- Activity
The records, repeated exactly and in full, are the expected answer.

Dataset entries:
======
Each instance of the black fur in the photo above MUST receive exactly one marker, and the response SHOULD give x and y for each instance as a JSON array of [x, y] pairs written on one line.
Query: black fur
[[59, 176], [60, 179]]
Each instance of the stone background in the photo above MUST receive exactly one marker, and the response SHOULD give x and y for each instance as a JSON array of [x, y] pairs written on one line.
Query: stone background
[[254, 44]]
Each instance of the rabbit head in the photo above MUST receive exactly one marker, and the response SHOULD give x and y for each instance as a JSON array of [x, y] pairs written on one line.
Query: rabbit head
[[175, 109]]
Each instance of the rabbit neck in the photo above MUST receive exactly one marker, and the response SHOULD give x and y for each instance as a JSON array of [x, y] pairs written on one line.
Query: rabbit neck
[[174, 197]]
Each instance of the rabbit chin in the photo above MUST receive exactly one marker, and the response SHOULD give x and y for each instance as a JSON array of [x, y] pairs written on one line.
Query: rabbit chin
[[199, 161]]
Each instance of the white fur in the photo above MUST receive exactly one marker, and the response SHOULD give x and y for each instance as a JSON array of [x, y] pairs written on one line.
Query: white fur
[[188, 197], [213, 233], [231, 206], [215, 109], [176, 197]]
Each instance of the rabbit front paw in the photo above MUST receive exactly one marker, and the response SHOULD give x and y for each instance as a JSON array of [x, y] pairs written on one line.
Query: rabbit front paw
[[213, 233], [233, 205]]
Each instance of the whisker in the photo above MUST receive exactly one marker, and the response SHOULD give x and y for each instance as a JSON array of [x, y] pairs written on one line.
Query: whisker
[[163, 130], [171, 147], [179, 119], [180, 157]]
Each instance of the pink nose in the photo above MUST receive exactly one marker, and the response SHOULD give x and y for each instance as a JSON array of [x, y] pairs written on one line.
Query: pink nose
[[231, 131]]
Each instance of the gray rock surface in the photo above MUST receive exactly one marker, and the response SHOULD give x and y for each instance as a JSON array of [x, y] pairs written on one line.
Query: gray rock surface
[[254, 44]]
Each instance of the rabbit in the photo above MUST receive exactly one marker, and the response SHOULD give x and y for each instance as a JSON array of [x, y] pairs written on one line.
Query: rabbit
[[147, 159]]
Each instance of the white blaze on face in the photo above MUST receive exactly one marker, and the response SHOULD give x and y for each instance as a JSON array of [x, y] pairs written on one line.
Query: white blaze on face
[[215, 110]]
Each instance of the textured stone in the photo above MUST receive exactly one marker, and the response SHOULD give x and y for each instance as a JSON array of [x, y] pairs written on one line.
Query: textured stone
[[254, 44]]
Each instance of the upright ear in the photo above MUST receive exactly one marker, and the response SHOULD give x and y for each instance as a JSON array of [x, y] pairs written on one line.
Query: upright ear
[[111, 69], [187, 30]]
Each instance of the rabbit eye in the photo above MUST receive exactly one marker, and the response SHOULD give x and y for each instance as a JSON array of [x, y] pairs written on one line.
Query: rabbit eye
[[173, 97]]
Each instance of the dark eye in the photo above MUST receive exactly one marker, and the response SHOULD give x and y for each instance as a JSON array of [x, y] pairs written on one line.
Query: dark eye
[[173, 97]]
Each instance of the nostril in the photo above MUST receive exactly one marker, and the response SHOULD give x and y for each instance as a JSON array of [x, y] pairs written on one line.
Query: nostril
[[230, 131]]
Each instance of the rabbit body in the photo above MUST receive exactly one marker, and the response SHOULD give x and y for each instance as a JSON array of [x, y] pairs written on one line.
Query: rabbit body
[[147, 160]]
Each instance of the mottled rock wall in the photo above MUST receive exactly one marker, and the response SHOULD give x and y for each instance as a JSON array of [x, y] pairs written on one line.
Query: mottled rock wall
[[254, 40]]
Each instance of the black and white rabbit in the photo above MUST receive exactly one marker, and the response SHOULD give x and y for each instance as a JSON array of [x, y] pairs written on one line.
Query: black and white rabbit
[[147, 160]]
======
- Exercise answer
Each instance of the black fur in the photo above MUST receive exactly one marker, and the response SHOULD give x and y for each instance as a JSON array of [x, y] pairs written on one line.
Query: black fur
[[59, 176], [60, 179]]
Each instance of the stone background in the photo above MUST receive exactly one marker, and the response SHOULD give x and y for each instance as a JSON array of [x, y] pairs written on one line.
Query: stone background
[[254, 44]]
Each instance of the rabbit head in the photo above MUST receive exactly one marker, and the response SHOULD give x and y for each instance as a JSON array of [x, y] pairs written on one line.
Query: rabbit head
[[175, 109]]
Each instance of the rabbit neck in the photo above MUST receive exactly one marker, and the response SHOULD give x and y for each instance as a JSON array of [x, y] pairs written on one line.
Query: rabbit neck
[[174, 197]]
Each instance of the rabbit chin in the photo above MUST receive exactly one marker, and the response SHOULD give x and y for each instance as a JSON array of [x, y] pairs written on one line.
Query: rabbit chin
[[199, 161]]
Each instance of the white fur in the photo above MUST receive exactly one marker, and the response SHOULD give x and y for each instance as a JSON array of [x, y] pairs written on one line.
Query: white fur
[[188, 197], [213, 233], [231, 206], [215, 109], [176, 197]]
Each instance of the rabbit front paw in the photo above MUST receive exactly one marker, and the response SHOULD give x and y for each instance as a JSON array of [x, y] pairs written on one line.
Query: rabbit front paw
[[213, 233], [233, 205]]
Each instance of the whisker in the photo above MUST receive exactly one marker, and the response SHOULD give x and y for each instance as a JSON array of [x, y] pairs written on one line.
Query: whisker
[[163, 130], [171, 147], [179, 119], [180, 157]]
Each instance of the pink nose in the photo above MUST receive exactly one marker, and the response SHOULD give x and y for each instance as a JSON array of [x, y] pairs written on one line.
Query: pink nose
[[231, 131]]
Each instance of the gray rock surface in the photo above MUST receive exactly one marker, and the response SHOULD give x and y for each instance as a JSON array of [x, y] pairs written on one line.
Query: gray rock surface
[[254, 44]]
Each instance of the rabbit in the photo above MUST receive exactly one marker, and the response SHOULD give x and y for each instance as a JSON array of [x, y] pairs written on one line.
Query: rabbit
[[147, 159]]
Each instance of the white blaze on face in the photo above MUST receive exactly one marker, and the response SHOULD give x and y for each instance as a JSON array of [x, y] pairs written on one line.
Query: white blaze on face
[[215, 110]]
Each instance of the textured stone in the photo above MUST receive exactly one marker, and the response SHOULD give x and y for each instance as a JSON array of [x, y] pairs written on one line.
Query: textured stone
[[254, 44]]
Each instance of the upright ear in the photo above MUST receive exactly one marker, and the response SHOULD give x and y for each instance as a JSON array of [x, y] pairs written on one line.
Query: upright ear
[[111, 69], [187, 30]]
Each instance of the rabbit eye in the photo above MUST receive exactly one marker, and the response SHOULD give x and y for each instance as a JSON array of [x, y] pairs written on one line.
Query: rabbit eye
[[173, 97]]
Each instance of the dark eye in the photo above MUST receive exactly one marker, and the response SHOULD give x and y for each instance as a JSON array of [x, y] pairs written on one line.
Query: dark eye
[[173, 97]]
Each instance of the nostril in the photo above MUST receive exactly one marker, and the response SHOULD give x and y for each instance as a JSON array of [x, y] pairs written on one line.
Query: nostril
[[230, 131]]
Each instance of the rabbit body in the photo above MUST receive exactly one marker, and the response SHOULD give x and y for each instance as a JSON array of [x, y] pairs written on one line.
Query: rabbit body
[[147, 160]]
Each instance of the mottled rock wall in the photo above MUST receive exactly one marker, and the response SHOULD give x and y for each instance as a JSON array of [x, y] pairs written on one line.
Query: mottled rock wall
[[254, 40]]
Each instance of the black and white rabbit in the photo above MUST receive exactly one marker, and the response SHOULD give x and y for each instance as a JSON array of [x, y] pairs written on one line.
Query: black and white rabbit
[[147, 160]]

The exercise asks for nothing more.